● Extrait source:

Journée exceptionnelle à l’Institut supérieur de développement rural (Isdr), une école perdue dans la forêt dense de la Lobaye, à une centaine de kilomètres au sud-ouest de la République centrafricaine. Plus de 300 spectateurs, étudiants et villageois confondus, ont envahi l'amphithéâtre de l'Institut, devenu trop petit pour l'événement. Sur le plateau, Luc Zougbaké, enseignant à l’Université de Bangui, fait danser les invités. Des affiches collées sur les murs précisent le sujet de la manifestation : "La lutte contre la mosaïque du manioc" (un maladie due à un virus qui déforme les feuilles, diminue la photosynthèse et réduit de 20 à 60 % le rendement du manioc, Ndlr). Un thème d'importance, puisque le manioc est l'aliment de base des Centrafricains.

● Consigne: Poursuivez l'extrait ci-dessus sur la journée de lutte contre la mosaïque du manioc à l'Isdr, en reprenant juste après sa dernière phrase.

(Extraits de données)
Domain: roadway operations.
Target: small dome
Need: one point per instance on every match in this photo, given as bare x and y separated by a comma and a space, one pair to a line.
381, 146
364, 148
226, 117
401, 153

● Réponse:
Tougbato, une célèbre troupe de théâtre du pays, fait son entrée. Foule en délire. Tonnerre d’applaudissements. Le spectacle commence. La scène représente un tribunal populaire présidé par Johnny Joslin Koïsset-Ganitoua, le chef du village. Balekouzou Diana, une jeune femme, s'avance, l’air triste. Elle brandit des feuilles de manioc tachetées de plusieurs couleurs, puis les jette devant le chef en accusant : "Voyez ! Mon voisin a ensorcelé mon champ. Ça ne produit plus. Je veux une réparation !"

A la suite de Diana, Ngueremandji Pélagie accuse son mari d’impuissance sexuelle. "Il dort la nuit sans se mouvoir", précise-t-elle, avant d'annoncer le divorce. Eclats de rire dans l'assistance. L’époux mis en cause, un homme robuste, arrache la parole et déplore à son tour les multiples avortements causés par son épouse. La rage au coeur, le chef s'en prend aux sorciers de son village et traite avec dédain l'époux, qualifié "d’amorphe, de mari irresponsable".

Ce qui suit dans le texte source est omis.